» **STUDY TEXT**
--

Comment Re:A car from the guy who brought us the Apple Wat (Score 1) 143

I'm no fan of smart watches but is there really anything wrong with the Apple watch aside from the fact that the whole concept is a solution to a non-problem?

They're a great solution to the problem "I have spare money that I want to spend on an expensive, impractical gadget".

Main problems (shared with most high-end smartwatches):
1. Short battery life: Fail to put it on charge at night and its useless the next day, something that's most likely to happen when your routine is disrupted, e.g. by travel, which is just when you're most likely to need a smartwatch.
2. Normally off OLED display: strictly for people who don't remember why the LED digital watches of the 1970s were such an amazingly bad idea.
3. Obligatory XKCD reference. Seriously - this. I've got a phone with accurate time that can be in my hand in 2 seconds, one-handed. It's barely less convenient than a watch, especially a dumbwatch on which I either have to press a button, invoke Siri or strike a mail-order-catalog "I am now looking at my watch" pose to get the display to turn on.

Practical upshot: forget the "smart" bit - it doesn't even do the "watch" bit properly.

--

» **INPUT DATA**
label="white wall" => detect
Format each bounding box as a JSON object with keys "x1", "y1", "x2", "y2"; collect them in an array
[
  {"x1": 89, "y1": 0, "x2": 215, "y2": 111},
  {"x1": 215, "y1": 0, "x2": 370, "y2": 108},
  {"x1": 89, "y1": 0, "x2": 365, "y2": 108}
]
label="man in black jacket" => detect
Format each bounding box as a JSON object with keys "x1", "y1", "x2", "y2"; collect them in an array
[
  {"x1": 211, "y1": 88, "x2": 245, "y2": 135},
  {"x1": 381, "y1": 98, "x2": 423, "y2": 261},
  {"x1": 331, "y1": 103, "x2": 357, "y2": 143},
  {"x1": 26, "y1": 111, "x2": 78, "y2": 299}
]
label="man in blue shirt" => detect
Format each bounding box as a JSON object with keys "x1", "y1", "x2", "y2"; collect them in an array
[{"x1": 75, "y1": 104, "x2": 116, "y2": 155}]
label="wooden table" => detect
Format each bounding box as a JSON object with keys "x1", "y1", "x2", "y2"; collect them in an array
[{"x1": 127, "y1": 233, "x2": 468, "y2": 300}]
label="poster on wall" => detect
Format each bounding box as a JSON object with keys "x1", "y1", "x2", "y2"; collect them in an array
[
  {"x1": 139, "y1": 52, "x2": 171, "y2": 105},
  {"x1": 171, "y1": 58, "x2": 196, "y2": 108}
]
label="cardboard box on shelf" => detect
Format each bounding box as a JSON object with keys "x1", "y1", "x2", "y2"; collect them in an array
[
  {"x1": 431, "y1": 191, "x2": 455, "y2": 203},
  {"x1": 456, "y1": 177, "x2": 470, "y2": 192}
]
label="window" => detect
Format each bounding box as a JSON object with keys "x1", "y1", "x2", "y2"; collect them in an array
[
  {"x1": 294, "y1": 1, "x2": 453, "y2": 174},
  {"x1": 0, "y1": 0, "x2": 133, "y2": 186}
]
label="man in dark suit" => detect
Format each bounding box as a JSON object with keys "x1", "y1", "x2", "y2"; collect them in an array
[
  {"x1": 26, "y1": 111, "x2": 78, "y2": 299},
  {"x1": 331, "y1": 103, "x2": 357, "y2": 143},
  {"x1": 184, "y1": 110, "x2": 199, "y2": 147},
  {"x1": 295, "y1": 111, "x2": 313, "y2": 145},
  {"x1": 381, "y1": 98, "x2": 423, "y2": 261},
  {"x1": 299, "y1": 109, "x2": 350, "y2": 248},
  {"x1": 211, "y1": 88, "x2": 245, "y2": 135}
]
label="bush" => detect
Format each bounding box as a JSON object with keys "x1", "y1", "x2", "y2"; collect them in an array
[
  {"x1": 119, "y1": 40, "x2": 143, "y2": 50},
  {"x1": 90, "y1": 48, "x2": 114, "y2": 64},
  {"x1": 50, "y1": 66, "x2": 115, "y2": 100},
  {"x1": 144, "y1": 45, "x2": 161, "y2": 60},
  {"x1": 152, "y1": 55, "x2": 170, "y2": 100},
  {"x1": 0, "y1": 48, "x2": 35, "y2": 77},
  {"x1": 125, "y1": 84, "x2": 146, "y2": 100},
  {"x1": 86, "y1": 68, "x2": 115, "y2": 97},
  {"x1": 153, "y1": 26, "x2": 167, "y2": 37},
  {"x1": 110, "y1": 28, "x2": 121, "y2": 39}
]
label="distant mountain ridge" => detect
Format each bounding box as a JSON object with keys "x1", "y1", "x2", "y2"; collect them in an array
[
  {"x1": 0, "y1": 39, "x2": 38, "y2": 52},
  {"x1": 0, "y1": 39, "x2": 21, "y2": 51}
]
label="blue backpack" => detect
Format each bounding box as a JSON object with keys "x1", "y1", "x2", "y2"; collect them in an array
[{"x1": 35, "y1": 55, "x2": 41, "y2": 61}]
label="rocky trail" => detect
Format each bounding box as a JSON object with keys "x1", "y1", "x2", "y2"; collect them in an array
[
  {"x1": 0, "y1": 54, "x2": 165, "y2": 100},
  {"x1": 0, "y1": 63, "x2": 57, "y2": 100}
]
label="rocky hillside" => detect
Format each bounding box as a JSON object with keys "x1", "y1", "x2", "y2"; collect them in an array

--

» **QUESTIONS**
1) In two sentences, summarize the smartwatch comment.
2) Write the next part of the smartwatch comment, picking up after its final sentence.

» **RESPONSES IN ORDER**
1) The comment argues that the Apple Watch and other smartwatches are a solution to a non-problem, suited mainly to people with spare money for an expensive, impractical gadget. It lists short battery life, a normally off OLED display, and a phone that is barely less convenient for telling time, and concludes that the device does not even do the "watch" part properly.

2)
Main problem not shared with other smartwatches: it only works with iPhone. If you use an Android phone, don't bother. Anybody think the iPod would have been the success it was if His Jobsness had stuck with the original, Mac-only version? Or if the iPhone had required you to own a Mac?

The only smartwatch that appeals to me remotely is the Pebble range, because they have vaguely credible battery life and always-on reflective displays (but they look awful). Those seem like absolute, bare-minimum requirements for a smartwatch to me.

Comment Re:Apple's on the wrong road (Score 1) 143

...well, they had no experience or support structure in phones, either, yet managed to get the carriers dancing to their tune.

Also, their competitors here are going to be Tesla and (maybe) Google rather than GM or BMW.

Some big auto makers have already reduced development in EVs or have decided to market them in only certain markets.

Bit like Xerox in the 1980s not really trying to push GUIs, local area networking and desktop publishing because it didn't fit their ossified business model, then?

Even Tesla is finding out how difficult it is to make cars, and sell, service, and deal with liability and safety.

Odds are, Apple will have the car rolling off existing production lines in China, avoiding Tesla's production woes, and they have plenty of cash to set up infrastructure - you'd probably use existing independent repair shops for your service network. They have lots of lessons - good and bad - to follow from Tesla.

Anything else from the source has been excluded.